What you should do
Each line of the listing below that includes "brick" must be copied.

--- Material for the task Enclosed Below ---

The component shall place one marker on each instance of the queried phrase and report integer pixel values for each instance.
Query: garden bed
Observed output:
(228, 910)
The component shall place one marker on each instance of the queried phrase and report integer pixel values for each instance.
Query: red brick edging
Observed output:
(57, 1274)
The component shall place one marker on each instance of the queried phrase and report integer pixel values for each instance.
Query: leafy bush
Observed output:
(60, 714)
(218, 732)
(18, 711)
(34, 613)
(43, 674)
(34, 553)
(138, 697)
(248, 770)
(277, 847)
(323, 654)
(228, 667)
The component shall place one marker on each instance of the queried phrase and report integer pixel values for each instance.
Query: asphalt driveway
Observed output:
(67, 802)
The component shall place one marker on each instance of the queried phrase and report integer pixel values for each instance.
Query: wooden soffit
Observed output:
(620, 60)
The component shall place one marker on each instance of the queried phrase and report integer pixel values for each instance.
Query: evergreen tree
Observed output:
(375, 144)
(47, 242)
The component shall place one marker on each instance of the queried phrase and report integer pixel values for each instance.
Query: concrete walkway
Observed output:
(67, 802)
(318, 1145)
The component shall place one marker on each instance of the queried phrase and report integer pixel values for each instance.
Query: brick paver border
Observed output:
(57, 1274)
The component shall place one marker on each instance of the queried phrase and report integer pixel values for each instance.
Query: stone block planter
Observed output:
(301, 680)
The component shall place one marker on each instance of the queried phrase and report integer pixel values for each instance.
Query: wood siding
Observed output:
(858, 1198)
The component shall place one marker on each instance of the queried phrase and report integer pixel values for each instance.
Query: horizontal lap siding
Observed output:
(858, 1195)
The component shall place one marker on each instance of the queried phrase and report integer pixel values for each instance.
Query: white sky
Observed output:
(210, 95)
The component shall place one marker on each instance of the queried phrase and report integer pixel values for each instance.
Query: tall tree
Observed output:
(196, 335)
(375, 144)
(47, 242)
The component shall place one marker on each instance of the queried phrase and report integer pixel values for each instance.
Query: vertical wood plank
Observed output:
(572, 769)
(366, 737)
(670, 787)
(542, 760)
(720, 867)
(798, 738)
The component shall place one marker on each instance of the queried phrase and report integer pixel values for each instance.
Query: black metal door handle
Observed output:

--- End of Enclosed Material for the task ---

Problem solution
Query: red brick edging
Query: brick paver border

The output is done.